++++ Recorded information ++++

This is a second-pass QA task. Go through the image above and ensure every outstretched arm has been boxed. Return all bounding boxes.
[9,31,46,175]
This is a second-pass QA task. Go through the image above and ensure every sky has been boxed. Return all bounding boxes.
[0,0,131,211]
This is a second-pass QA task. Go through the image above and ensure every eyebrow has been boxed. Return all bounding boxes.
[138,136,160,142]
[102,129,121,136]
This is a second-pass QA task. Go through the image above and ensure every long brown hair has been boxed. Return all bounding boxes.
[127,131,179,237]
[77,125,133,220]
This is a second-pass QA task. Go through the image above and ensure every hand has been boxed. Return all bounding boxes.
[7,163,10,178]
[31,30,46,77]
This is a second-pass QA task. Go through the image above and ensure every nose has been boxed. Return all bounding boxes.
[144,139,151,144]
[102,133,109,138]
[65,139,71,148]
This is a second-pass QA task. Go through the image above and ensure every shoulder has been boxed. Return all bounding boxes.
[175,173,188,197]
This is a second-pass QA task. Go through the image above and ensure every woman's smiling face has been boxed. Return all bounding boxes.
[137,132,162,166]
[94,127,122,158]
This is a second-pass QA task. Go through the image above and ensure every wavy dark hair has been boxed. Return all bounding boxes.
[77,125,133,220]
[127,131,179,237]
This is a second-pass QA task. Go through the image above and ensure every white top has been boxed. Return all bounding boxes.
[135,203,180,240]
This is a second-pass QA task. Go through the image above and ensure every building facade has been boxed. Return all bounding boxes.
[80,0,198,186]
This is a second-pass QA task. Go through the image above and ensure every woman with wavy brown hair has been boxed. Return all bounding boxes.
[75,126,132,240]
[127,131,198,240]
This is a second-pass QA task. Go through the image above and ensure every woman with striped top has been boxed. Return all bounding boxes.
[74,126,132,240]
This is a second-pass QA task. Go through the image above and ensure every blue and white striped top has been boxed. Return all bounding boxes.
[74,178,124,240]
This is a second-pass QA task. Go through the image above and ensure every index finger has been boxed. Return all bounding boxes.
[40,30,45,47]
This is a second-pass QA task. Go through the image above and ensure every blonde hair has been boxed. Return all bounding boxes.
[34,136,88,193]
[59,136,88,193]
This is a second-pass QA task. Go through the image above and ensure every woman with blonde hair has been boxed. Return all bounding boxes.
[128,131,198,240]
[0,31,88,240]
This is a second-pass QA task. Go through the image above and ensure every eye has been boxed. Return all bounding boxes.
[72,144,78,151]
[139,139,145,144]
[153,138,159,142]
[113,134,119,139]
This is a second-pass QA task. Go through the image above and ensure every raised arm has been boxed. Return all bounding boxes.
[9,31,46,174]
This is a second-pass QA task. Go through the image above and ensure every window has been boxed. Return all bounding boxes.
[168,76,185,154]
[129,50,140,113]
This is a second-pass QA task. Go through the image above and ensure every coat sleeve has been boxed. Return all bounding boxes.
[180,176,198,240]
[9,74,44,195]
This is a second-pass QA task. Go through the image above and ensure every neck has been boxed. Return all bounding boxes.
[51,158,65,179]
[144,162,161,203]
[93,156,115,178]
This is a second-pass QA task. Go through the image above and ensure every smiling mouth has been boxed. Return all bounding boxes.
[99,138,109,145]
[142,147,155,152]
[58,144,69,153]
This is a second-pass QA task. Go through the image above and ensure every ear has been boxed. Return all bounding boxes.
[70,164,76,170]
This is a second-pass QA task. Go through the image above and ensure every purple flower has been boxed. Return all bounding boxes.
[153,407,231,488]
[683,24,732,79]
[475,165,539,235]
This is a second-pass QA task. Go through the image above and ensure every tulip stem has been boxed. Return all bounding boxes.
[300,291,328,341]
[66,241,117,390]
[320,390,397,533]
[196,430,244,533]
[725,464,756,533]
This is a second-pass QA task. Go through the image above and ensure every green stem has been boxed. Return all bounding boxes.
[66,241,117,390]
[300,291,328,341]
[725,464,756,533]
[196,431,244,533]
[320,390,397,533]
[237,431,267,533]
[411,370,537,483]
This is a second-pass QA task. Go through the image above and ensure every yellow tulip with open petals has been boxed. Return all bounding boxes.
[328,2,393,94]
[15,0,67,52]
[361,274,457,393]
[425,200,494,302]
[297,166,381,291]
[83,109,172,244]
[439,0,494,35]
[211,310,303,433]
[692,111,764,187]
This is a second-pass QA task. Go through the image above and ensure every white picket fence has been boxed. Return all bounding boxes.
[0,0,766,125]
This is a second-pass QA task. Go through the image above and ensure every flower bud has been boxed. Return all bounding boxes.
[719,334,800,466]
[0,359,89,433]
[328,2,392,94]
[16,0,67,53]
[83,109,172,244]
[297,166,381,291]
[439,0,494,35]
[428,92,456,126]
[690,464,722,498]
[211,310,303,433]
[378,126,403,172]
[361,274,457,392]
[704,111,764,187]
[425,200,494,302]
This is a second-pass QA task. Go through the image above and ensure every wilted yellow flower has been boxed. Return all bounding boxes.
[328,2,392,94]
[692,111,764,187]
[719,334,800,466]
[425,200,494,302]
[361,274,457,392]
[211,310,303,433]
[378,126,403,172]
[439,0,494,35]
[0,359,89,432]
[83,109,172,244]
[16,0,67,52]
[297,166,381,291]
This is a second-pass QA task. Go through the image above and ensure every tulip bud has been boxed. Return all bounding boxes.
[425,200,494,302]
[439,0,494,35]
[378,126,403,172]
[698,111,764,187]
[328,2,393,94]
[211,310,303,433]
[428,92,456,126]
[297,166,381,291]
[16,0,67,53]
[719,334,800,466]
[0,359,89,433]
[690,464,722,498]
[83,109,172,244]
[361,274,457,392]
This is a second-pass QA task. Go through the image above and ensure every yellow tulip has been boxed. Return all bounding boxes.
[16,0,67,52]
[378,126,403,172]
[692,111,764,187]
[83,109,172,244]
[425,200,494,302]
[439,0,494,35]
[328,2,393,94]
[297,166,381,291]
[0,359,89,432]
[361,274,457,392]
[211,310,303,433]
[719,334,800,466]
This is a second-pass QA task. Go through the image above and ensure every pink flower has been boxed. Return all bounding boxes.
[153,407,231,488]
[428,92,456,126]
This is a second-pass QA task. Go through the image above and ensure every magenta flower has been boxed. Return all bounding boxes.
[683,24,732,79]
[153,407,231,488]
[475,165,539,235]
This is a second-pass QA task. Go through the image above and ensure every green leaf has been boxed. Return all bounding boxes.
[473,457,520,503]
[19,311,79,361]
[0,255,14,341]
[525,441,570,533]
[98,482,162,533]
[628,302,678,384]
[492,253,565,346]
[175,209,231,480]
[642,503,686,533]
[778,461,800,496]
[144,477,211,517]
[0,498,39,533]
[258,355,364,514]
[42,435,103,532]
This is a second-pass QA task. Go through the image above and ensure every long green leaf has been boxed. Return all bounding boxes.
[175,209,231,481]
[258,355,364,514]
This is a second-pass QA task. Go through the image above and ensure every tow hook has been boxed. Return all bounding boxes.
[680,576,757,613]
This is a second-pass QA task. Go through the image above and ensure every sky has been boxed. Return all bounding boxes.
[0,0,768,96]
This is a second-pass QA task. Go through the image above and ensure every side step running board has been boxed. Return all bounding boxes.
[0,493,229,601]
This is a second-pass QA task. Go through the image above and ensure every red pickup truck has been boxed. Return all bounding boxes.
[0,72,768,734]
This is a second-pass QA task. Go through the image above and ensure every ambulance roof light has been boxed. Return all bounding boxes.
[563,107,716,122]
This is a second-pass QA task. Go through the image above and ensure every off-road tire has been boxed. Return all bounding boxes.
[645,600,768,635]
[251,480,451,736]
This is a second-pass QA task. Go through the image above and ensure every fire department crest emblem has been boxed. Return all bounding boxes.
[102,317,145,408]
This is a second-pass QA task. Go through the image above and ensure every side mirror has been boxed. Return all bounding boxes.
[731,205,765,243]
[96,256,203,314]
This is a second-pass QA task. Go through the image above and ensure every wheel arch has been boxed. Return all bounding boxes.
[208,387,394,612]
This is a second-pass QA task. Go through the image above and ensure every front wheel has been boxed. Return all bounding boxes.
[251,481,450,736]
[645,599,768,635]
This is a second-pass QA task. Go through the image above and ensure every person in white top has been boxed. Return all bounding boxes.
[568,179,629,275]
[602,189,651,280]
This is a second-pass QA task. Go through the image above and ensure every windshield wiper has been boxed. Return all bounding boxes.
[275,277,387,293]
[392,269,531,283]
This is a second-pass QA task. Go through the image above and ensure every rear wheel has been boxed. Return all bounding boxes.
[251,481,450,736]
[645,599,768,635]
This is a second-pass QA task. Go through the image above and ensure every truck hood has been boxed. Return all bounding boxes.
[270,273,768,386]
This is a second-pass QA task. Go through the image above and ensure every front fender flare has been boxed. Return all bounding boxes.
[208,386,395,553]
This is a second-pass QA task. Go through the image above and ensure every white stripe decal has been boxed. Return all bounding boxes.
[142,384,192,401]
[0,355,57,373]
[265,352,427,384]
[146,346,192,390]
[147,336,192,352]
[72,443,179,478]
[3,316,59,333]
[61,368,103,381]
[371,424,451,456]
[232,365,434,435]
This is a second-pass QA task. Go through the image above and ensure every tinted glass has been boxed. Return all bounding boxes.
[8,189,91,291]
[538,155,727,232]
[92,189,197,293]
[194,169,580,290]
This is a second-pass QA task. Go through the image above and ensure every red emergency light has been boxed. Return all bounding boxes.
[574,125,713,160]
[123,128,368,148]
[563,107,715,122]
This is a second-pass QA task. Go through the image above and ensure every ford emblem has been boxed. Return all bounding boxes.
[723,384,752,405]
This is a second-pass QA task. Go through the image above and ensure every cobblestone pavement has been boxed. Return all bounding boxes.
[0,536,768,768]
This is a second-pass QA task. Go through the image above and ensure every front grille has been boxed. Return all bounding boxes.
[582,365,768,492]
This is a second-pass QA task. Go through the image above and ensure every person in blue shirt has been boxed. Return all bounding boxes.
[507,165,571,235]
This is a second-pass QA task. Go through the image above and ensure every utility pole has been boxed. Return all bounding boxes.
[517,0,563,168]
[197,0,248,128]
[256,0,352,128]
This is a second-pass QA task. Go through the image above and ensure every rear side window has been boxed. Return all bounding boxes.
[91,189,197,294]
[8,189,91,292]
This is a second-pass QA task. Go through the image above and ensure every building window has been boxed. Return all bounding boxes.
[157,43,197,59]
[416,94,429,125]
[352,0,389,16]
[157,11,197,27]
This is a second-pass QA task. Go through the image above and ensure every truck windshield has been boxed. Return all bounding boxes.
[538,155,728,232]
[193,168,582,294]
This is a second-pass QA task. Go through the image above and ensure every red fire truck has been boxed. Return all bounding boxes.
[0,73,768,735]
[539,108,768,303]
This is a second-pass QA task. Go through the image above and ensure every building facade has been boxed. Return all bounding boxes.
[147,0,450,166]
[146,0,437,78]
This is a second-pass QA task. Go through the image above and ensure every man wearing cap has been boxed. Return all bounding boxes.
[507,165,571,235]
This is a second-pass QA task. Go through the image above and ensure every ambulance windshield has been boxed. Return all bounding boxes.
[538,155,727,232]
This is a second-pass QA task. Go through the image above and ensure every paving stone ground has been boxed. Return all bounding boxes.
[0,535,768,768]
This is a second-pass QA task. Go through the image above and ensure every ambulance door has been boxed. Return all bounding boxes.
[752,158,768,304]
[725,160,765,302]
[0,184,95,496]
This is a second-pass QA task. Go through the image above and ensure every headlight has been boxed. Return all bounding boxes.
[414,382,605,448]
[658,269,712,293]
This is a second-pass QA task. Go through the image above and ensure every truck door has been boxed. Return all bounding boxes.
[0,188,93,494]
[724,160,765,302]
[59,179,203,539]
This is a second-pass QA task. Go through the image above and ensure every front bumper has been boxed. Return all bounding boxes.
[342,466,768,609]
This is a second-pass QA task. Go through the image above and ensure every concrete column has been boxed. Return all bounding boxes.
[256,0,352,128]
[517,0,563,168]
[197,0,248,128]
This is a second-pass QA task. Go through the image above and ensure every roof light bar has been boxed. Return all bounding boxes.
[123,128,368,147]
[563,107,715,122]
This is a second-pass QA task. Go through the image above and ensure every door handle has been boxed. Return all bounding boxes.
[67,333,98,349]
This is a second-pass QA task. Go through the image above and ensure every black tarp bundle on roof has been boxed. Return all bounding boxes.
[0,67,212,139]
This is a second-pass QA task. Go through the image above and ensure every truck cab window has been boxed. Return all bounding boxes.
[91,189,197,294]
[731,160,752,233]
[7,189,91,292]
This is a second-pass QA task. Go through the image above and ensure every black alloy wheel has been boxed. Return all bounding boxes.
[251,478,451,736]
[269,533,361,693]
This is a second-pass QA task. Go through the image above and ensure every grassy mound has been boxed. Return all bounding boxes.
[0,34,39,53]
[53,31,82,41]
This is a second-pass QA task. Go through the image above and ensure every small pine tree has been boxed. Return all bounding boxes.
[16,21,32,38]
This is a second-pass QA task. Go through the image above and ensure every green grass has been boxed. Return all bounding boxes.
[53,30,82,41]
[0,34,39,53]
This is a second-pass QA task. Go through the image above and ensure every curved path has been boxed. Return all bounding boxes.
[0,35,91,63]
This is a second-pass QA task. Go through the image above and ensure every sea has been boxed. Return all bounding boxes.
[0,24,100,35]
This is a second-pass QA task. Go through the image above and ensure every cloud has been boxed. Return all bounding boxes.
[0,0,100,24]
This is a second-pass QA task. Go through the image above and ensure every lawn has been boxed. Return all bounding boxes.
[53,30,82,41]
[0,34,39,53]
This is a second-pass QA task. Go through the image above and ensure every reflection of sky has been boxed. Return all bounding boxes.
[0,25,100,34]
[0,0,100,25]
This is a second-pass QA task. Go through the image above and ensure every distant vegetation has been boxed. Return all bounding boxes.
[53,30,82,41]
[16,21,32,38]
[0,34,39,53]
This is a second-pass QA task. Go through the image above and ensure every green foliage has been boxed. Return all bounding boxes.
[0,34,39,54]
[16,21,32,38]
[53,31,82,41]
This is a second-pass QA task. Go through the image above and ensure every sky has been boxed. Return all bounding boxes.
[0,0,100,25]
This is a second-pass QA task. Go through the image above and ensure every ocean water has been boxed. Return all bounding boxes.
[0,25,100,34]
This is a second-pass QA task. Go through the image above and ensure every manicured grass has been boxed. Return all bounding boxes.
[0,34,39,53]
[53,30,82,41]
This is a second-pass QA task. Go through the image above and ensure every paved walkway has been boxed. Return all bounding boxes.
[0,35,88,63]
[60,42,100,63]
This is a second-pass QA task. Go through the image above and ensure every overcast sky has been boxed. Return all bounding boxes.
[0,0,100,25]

++++

Exercise objective. Arrange everything in the records from the line containing "ensure every blue" down to the line containing "[93,156,115,178]", both included, as a JSON list of strings with one string per line. Leave out blank lines.

Reply to the exercise.
[
  "This is a second-pass QA task. Go through the image above and ensure every blue and white striped top has been boxed. Return all bounding boxes.",
  "[74,178,124,240]",
  "This is a second-pass QA task. Go through the image above and ensure every index finger has been boxed. Return all bounding boxes.",
  "[40,30,45,47]",
  "This is a second-pass QA task. Go through the image above and ensure every blonde hair has been boxed. Return all bounding boxes.",
  "[34,136,88,193]",
  "[59,136,88,193]",
  "This is a second-pass QA task. Go through the image above and ensure every woman with blonde hair has been boxed. Return all bounding boxes.",
  "[128,131,198,240]",
  "[0,31,88,240]",
  "This is a second-pass QA task. Go through the image above and ensure every eye has been boxed. Return all bounding boxes.",
  "[72,144,78,151]",
  "[139,139,145,144]",
  "[153,138,159,142]",
  "[113,134,119,139]",
  "This is a second-pass QA task. Go through the image above and ensure every raised arm has been boxed. Return all bounding boxes.",
  "[9,31,46,174]",
  "This is a second-pass QA task. Go through the image above and ensure every window has been boxed. Return all bounding boxes.",
  "[168,76,185,154]",
  "[129,50,140,113]",
  "This is a second-pass QA task. Go through the image above and ensure every coat sleeve has been boxed. Return all bounding boxes.",
  "[180,176,198,240]",
  "[9,74,44,195]",
  "This is a second-pass QA task. Go through the image above and ensure every neck has been boxed. Return all bounding boxes.",
  "[51,158,65,179]",
  "[144,162,161,203]",
  "[93,156,115,178]"
]